Return exactly the lines that run from the one containing "the wet sand" to the end of the entries, with both ends included.

Records of labeled points:
* begin *
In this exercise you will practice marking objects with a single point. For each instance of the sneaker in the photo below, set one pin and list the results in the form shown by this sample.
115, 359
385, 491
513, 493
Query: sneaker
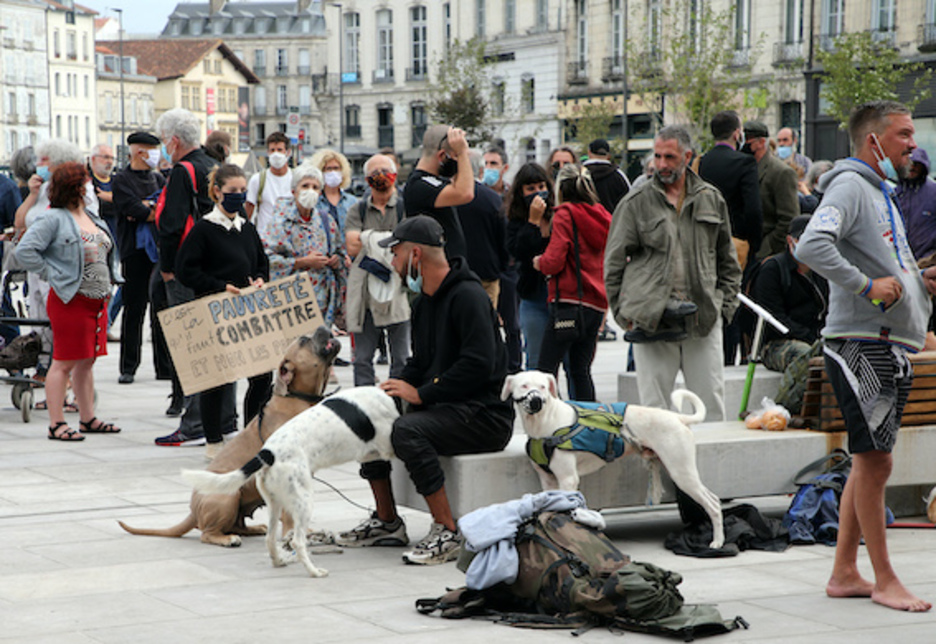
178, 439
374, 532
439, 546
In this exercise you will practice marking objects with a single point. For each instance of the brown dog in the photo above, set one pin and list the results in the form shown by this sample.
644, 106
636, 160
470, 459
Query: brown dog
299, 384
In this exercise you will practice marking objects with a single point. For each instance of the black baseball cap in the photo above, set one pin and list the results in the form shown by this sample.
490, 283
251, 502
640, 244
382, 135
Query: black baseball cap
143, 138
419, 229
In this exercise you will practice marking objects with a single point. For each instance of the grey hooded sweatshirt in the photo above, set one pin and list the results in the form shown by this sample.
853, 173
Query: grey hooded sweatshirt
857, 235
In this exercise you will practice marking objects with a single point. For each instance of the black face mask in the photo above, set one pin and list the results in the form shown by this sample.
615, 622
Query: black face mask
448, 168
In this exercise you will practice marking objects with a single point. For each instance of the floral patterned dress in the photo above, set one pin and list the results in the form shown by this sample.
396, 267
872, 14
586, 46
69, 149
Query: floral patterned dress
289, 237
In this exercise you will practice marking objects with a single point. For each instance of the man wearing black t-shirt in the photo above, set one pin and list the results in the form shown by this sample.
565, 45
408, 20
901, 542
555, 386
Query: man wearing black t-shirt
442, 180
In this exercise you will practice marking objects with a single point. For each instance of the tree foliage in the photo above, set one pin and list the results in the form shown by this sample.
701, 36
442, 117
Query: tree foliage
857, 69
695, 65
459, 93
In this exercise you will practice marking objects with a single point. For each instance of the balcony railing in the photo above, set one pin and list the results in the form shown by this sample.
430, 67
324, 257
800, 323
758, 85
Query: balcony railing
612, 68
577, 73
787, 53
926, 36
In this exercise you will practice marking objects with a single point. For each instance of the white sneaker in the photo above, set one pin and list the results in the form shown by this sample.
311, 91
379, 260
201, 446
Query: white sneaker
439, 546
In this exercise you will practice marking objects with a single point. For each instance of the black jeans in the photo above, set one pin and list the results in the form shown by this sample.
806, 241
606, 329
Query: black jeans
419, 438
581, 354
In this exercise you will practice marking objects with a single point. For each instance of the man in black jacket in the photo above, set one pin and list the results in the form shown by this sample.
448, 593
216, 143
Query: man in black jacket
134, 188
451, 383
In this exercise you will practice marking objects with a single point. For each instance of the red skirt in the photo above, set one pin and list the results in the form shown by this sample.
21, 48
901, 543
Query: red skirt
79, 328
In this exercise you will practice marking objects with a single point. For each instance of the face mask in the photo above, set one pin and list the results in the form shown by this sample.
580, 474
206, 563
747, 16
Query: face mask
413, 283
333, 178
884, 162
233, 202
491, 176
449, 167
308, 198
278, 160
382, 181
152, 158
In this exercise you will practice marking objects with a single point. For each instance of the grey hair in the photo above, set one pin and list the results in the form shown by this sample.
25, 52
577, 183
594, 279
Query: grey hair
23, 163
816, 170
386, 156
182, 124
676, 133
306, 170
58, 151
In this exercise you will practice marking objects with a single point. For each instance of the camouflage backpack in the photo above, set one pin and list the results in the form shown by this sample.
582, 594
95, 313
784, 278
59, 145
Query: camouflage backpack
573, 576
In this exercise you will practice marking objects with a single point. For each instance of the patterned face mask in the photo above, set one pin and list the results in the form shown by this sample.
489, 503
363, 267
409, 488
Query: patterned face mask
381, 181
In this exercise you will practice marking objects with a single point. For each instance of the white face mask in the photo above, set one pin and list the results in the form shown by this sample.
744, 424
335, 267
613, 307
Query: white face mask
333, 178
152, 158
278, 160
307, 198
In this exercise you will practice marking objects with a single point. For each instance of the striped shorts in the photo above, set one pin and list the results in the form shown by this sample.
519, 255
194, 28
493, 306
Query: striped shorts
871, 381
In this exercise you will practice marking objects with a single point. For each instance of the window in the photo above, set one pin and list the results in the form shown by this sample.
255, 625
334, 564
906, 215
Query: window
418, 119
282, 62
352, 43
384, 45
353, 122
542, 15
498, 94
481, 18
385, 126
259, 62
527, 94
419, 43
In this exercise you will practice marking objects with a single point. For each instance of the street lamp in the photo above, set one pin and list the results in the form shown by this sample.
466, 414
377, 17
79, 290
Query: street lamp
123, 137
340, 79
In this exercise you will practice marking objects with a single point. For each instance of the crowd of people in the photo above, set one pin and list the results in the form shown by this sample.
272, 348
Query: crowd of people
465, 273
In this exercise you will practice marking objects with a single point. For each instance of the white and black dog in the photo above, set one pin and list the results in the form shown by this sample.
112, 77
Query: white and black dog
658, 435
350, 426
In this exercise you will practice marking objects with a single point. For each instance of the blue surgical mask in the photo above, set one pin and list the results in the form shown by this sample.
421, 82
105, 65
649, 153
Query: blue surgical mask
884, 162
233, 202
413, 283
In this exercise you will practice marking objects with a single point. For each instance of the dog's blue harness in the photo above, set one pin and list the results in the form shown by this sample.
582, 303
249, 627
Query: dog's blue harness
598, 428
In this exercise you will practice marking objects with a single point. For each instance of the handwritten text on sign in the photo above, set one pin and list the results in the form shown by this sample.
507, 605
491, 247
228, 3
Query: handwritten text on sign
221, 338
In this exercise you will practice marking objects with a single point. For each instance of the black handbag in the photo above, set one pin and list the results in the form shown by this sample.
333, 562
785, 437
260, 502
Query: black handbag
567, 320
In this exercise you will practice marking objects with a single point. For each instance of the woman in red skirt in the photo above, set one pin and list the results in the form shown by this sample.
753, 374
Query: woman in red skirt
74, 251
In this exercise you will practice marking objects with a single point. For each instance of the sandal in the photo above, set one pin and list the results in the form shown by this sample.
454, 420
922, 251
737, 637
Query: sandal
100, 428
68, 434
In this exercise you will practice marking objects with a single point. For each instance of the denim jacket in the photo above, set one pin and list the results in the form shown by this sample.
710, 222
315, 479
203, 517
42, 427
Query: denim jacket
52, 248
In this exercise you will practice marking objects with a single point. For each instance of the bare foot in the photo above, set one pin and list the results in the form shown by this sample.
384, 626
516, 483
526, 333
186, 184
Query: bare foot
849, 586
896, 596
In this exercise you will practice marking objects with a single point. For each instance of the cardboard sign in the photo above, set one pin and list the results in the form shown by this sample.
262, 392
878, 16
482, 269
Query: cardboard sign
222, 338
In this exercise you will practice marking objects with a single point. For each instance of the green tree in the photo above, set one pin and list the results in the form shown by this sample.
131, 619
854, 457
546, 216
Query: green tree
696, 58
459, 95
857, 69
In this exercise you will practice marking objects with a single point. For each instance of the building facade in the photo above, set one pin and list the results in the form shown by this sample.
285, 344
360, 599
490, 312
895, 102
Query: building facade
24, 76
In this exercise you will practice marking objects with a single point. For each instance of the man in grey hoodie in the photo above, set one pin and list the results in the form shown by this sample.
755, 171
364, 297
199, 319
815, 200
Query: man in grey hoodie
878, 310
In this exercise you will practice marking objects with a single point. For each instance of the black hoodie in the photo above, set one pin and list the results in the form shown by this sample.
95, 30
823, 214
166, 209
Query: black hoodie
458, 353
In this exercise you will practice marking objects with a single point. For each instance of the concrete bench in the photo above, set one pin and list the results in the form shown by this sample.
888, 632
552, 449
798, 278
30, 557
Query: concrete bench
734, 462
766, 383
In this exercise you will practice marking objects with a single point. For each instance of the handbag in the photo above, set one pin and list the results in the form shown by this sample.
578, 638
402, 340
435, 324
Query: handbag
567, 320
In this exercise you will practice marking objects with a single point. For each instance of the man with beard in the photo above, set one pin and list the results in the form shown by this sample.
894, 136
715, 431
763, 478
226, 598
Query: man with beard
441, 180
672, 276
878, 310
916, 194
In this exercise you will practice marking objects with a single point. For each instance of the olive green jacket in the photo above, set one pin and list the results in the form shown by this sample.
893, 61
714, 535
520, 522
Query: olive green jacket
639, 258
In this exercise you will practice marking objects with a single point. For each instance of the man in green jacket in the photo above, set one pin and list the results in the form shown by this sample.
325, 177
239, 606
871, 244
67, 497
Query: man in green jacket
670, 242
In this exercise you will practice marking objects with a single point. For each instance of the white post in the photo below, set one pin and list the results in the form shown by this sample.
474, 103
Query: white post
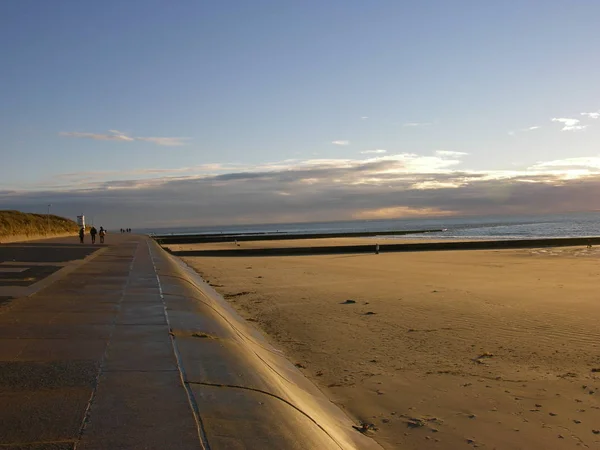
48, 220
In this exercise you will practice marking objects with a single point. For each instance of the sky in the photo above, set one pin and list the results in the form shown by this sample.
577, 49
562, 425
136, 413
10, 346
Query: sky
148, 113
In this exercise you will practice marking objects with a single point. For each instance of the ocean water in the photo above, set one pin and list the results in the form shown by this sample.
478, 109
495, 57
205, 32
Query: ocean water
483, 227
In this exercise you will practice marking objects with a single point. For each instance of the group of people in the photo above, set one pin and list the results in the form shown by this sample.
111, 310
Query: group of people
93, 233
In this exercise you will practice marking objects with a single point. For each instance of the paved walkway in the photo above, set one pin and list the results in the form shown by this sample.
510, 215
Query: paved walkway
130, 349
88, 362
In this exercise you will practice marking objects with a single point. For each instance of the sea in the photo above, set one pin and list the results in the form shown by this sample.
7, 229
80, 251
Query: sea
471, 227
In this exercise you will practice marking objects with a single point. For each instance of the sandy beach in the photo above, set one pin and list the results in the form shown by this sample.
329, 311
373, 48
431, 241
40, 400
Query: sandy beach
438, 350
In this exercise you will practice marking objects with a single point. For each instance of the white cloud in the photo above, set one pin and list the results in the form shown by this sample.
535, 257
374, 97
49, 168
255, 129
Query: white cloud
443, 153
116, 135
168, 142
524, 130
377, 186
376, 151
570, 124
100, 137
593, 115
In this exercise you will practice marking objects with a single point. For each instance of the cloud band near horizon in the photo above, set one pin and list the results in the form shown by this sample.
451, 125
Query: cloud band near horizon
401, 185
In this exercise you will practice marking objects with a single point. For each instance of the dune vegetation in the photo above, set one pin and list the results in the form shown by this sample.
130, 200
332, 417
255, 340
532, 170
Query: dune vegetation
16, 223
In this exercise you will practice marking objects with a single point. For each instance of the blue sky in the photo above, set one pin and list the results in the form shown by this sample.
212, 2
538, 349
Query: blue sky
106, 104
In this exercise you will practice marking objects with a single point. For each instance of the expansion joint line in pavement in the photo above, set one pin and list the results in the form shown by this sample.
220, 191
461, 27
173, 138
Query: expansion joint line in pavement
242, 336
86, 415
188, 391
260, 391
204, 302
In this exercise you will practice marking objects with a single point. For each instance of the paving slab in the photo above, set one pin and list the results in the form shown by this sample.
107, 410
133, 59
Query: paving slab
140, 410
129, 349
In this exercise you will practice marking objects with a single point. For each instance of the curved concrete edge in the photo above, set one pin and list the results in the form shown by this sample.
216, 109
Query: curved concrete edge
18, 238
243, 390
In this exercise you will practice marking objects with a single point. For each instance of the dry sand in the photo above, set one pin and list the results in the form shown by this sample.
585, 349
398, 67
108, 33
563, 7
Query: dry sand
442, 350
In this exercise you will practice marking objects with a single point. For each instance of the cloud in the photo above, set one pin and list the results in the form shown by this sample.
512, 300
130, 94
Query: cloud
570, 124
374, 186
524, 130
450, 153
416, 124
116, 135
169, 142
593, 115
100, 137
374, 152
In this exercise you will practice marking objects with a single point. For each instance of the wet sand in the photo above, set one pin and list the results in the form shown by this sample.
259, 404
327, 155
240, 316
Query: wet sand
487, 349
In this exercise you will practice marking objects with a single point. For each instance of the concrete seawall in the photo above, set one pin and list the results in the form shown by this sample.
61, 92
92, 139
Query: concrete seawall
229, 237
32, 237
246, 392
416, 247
* end *
● **REPLY**:
In this exercise you will practice marking objects with a single point. For each instance of the wet sand in the photo above, set one pin and list the results in the form shown by this sample.
259, 404
327, 155
240, 316
Query: wet sand
487, 349
In this exercise you will practice marking objects with a single point. For each instance of the concrete seawall in the photo above, set one pin and list the results in the form shown by this sample.
61, 92
92, 139
Query: concrete seawall
229, 237
32, 237
246, 392
416, 247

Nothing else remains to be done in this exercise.